Aim of the exercise
All records below are to be repeated precisely, with nothing added.

======== Exercise data ========

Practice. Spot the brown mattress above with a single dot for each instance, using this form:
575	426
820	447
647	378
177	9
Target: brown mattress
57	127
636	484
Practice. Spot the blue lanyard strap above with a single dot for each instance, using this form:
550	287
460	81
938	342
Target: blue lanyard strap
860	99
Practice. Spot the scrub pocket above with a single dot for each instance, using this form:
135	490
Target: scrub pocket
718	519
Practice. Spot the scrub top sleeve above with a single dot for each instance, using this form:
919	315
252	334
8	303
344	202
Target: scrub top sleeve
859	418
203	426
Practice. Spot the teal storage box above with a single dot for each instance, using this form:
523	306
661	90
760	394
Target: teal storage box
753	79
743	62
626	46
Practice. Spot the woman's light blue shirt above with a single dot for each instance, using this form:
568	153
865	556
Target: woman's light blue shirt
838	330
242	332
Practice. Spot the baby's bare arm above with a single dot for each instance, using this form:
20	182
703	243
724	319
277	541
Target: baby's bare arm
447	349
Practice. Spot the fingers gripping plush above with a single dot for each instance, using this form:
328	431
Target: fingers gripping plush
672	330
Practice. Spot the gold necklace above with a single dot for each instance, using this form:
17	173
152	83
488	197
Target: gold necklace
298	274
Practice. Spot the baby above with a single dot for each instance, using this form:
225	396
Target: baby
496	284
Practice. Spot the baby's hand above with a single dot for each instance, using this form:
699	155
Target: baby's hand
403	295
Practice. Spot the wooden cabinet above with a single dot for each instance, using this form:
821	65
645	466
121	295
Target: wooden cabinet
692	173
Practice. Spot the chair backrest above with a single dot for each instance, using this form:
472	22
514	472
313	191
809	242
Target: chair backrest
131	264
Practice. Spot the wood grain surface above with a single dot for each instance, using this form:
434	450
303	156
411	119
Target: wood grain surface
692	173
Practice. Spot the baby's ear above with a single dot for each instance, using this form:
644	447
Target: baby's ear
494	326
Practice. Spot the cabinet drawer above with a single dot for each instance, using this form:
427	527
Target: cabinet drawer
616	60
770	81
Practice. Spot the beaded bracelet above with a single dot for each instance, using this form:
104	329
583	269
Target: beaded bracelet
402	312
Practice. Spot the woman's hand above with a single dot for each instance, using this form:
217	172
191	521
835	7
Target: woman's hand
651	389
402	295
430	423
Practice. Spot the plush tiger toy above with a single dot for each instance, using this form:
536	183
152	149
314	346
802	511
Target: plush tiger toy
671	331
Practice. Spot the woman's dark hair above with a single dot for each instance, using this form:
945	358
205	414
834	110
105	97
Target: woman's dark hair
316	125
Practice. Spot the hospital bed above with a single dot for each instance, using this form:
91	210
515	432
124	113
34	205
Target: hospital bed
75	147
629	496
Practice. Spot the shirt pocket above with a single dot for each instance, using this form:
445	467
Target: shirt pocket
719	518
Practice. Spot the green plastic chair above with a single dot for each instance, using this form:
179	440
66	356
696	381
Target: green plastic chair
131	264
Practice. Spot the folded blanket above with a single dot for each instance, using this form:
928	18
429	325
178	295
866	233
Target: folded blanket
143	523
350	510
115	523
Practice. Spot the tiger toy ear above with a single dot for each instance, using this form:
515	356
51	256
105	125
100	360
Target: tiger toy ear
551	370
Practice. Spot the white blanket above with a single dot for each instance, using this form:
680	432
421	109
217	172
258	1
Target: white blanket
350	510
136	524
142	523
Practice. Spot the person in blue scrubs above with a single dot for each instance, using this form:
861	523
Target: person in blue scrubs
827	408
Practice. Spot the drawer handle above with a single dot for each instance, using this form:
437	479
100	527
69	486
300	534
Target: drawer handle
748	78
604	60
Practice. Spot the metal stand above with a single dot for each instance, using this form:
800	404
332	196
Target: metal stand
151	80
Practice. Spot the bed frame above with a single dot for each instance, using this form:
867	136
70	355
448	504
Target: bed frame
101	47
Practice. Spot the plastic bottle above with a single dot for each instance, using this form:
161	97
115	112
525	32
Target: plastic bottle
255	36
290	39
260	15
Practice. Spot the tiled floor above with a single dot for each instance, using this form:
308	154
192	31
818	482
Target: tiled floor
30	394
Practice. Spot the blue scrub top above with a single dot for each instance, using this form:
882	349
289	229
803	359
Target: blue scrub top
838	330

========

Exercise result
Practice. Spot the brown mattress above with a single dot for each instance, using this form:
575	426
820	447
647	378
177	9
Target: brown mattress
57	127
636	484
Practice. Spot the blue lanyard strap above with a single dot for each instance, using this form:
550	287
460	81
938	342
Target: blue lanyard strap
860	99
Practice. Spot the scrub pocket above with a single dot for each instance, using this form:
135	490
Target: scrub pocket
718	519
Practice. Spot the scrub top sleeve above with a single dot for each instance, using this form:
919	315
252	334
8	303
344	202
Target: scrub top sleeve
859	418
203	426
Practice. Spot the teal storage box above with a single dot for each instance, using this form:
523	306
661	90
760	394
Target: teal storage box
753	79
743	62
626	46
Practice. Spot the woman's light blue shirt above with a single dot for each instance, using this form:
568	153
865	556
Target: woman's light blue shirt
838	330
242	332
Practice. Spot the baby's bare arm above with a single dot for each instance, using this form:
20	182
703	243
724	319
277	541
Target: baby's bare arm
447	349
Practice. Spot the fingers gripping plush above with a single dot for each instance, using this form:
328	431
Target: fingers gripping plush
672	330
Practice. Spot the gold necklace above with a single dot for each instance, using this form:
17	173
152	83
488	197
Target: gold necklace
298	274
Practice. Spot the baby above with a single dot for each instance, using this form:
225	396
Target: baby
496	284
Practice. Spot the baby's hand above with a single dot for each instance, using this form:
699	155
Target: baby's hand
403	295
Practice. Spot the wooden cabinet above with a single dot for each instance, using this form:
821	65
645	466
121	295
Target: wooden cabinet
692	173
Practice. Spot the chair backrest above with a single dot for each instance, using this form:
472	22
514	472
313	191
809	242
Target: chair backrest
131	264
Practice. Spot the wood grain surface above with a single dot for each instance, using this form:
434	450
303	156
411	119
Target: wood grain surface
692	173
Practice. Spot the baby's ear above with a single dot for each instance, using this form:
644	447
Target: baby's ear
494	326
Practice. Spot the cabinet drawer above with a single dot for each instance, using this form:
427	527
Target: cabinet drawer
616	60
770	81
Practice. Spot the beaded bracelet above with a single dot for each instance, using this form:
104	329
583	269
Target: beaded bracelet
402	312
Practice. Spot the woman's hand above with a single dot for each instance, using this form:
217	172
191	521
835	7
Target: woman's hand
651	389
402	295
430	423
Practice. Spot the plush tiger toy above with a single dot for each instance, using this form:
536	183
152	149
314	346
802	511
Target: plush tiger toy
671	331
Practice. Spot the woman's dark hair above with a single dot for each instance, using this form:
945	358
205	414
834	110
105	97
Target: woman's dark hair
316	125
Practice. Spot the hospital bed above with a single dot for each instance, using this form:
91	210
515	432
124	113
34	205
Target: hospital bed
75	147
629	496
Practice. Spot the shirt pocket above with a single dot for each instance, using this form:
445	467
Target: shirt pocket
719	518
Practice. Spot the green plastic chair above with a single dot for each instance, using this form:
179	440
66	356
696	381
Target: green plastic chair
131	264
Practice. Spot the folded blanket above with a single dot for each instance, using this form:
928	18
429	325
178	295
866	233
Target: folded blanket
143	523
350	510
115	523
Practice. Spot the tiger toy ear above with a single dot for each instance, using this form:
515	356
51	256
105	125
100	360
Target: tiger toy ear
551	370
Practice. Spot the white blanket above with a single dot for each instance, using this form:
680	432
421	109
217	172
258	1
Target: white blanket
350	510
136	524
142	523
Practice. Spot the person in blue scrubs above with a single dot for each instance, using this form:
861	523
Target: person in blue scrubs
827	408
Practice. Spot the drawer handle above with a single dot for each instance, using this form:
437	479
100	527
69	486
300	534
Target: drawer handle
748	78
604	60
Practice. Spot the metal stand above with a single dot for each instance, using this form:
800	404
332	196
Target: metal stand
151	80
Practice. Spot the bed frame above with a single dot for each instance, using this form:
867	136
70	355
448	504
Target: bed frame
101	47
Practice. Spot the plastic bottle above with a single dot for each instance, using this form:
161	97
115	112
525	32
Target: plastic bottle
255	36
290	39
260	15
Practice. Spot the tiled floor above with a single dot for each instance, using this form:
308	154
192	31
818	482
Target: tiled floor
30	394
Practice. Spot the blue scrub top above with a single dot for each instance, using this form:
882	349
289	229
803	359
Target: blue scrub top
838	330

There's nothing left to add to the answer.